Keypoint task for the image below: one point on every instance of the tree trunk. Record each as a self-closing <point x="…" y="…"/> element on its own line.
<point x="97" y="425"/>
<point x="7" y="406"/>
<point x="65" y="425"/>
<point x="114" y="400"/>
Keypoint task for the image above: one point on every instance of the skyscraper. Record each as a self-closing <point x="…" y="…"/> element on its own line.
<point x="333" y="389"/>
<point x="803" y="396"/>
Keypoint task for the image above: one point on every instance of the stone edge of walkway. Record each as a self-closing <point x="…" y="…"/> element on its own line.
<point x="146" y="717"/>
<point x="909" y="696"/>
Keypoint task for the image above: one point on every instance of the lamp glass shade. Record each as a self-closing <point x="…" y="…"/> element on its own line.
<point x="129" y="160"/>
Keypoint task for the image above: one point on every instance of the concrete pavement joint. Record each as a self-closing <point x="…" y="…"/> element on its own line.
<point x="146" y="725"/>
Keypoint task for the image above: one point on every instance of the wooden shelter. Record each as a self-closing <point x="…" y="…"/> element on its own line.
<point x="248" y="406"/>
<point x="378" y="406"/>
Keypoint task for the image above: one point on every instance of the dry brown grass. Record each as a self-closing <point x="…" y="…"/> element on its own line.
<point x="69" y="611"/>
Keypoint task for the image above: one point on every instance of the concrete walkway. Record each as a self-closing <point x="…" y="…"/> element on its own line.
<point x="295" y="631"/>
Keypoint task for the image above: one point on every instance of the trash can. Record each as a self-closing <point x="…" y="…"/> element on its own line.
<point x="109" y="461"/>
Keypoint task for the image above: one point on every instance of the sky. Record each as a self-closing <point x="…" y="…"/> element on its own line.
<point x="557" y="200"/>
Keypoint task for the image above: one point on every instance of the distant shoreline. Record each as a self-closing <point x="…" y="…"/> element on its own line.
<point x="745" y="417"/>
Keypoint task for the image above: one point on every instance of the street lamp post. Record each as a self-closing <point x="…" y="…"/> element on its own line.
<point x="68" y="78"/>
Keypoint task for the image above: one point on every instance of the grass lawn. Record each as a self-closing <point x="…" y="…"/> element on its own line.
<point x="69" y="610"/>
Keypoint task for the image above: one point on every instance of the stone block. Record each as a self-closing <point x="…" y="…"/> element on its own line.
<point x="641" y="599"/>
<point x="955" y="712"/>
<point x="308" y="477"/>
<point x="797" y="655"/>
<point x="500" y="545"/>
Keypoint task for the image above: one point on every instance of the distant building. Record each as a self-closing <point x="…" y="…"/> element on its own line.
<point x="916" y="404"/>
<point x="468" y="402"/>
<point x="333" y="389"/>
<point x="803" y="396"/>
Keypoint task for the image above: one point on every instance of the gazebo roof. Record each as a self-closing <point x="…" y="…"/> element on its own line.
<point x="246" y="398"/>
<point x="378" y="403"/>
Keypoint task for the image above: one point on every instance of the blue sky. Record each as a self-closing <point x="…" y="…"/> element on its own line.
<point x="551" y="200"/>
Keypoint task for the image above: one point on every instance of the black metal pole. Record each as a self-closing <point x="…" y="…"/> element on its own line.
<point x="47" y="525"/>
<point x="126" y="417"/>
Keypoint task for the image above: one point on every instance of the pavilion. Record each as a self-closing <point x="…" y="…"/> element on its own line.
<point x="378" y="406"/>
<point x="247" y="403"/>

______________________________

PROBLEM STATEMENT> Write out all of the records above again, substituting "Point-labeling task" for every occurrence of "Keypoint task" and leaving everything else unchanged.

ANSWER TO THE EXERCISE>
Point-labeling task for the image below: one point on every instance of the tree trunk. Record each as a self-closing <point x="…" y="…"/> element on its own line.
<point x="97" y="425"/>
<point x="7" y="406"/>
<point x="65" y="425"/>
<point x="114" y="400"/>
Point-labeling task for the image above: one point on every instance of the skyscraper. Record each as a self-closing <point x="…" y="…"/> element on its own line.
<point x="333" y="389"/>
<point x="803" y="396"/>
Point-labeling task for the image above: one point on every instance of the stone edge of walkway. Record each as a self-closing <point x="…" y="…"/> element on its own line.
<point x="146" y="717"/>
<point x="909" y="696"/>
Point-labeling task for the image above: one point on every instance of the lamp glass shade. Record each as a self-closing <point x="…" y="…"/> element on its own line.
<point x="129" y="160"/>
Point-labeling task for the image above: one point on every instance of the concrete pavement joint. Record each as a self-closing <point x="…" y="…"/> element on its own line.
<point x="146" y="725"/>
Point-labeling task for the image above: one point on every instance of the wooden shelter. Record each as a self-closing <point x="…" y="…"/> element on its own line.
<point x="248" y="406"/>
<point x="378" y="406"/>
Point-labeling task for the image above: one point on every instance of the dry brown grass. Record each as a self-closing <point x="…" y="…"/> element on its own line.
<point x="69" y="611"/>
Point-labeling task for the image above: one point on every instance of the concrete walkway. Record each as a self-closing <point x="…" y="…"/> element on its own line.
<point x="295" y="631"/>
Point-labeling task for the image above: one point on every instance of the trash can. Record each as a self-closing <point x="…" y="…"/> element on its own line.
<point x="109" y="461"/>
Point-labeling task for the image above: one point on every instance of the sky. Record each as a self-closing <point x="…" y="…"/> element on its own line.
<point x="557" y="200"/>
Point-labeling task for the image above: one point on every instance of the distant shoreline. Record each as a self-closing <point x="…" y="…"/> element on its own line.
<point x="745" y="417"/>
Point-labeling task for the image above: one point on every instance of the street lamp post. Record each as a self-closing <point x="…" y="…"/> element on its own line.
<point x="68" y="78"/>
Point-labeling task for the image above: one point on every instance of the grass lawn. Record each as a self-closing <point x="…" y="…"/> element on its own line.
<point x="69" y="610"/>
Point-labeling task for the image above: one point on every instance of the stone block. Record each as a self-closing <point x="…" y="…"/> element on its own line.
<point x="641" y="599"/>
<point x="955" y="712"/>
<point x="308" y="477"/>
<point x="797" y="655"/>
<point x="500" y="545"/>
Point-labeling task for the image above: one point on every instance of the distant building. Record each as a self-closing <point x="…" y="…"/> element on its own line.
<point x="916" y="404"/>
<point x="468" y="402"/>
<point x="333" y="389"/>
<point x="803" y="396"/>
Point-labeling task for the image above: one point on every instance of the gazebo roof. Record each as a self-closing <point x="…" y="…"/> element on its own line.
<point x="246" y="398"/>
<point x="378" y="403"/>
Point-labeling task for the image above: one point on every instance of the blue sky. Record each as a self-closing <point x="…" y="…"/> element on its own line.
<point x="551" y="200"/>
Point-labeling task for the image above: one point on every instance of the black metal pole. Record each as a self-closing <point x="…" y="…"/> element on its own line.
<point x="47" y="525"/>
<point x="126" y="417"/>
Point-labeling task for the image above: one point on every instance of the pavilion. Record each as a self-closing <point x="…" y="…"/> element on its own line.
<point x="378" y="406"/>
<point x="247" y="403"/>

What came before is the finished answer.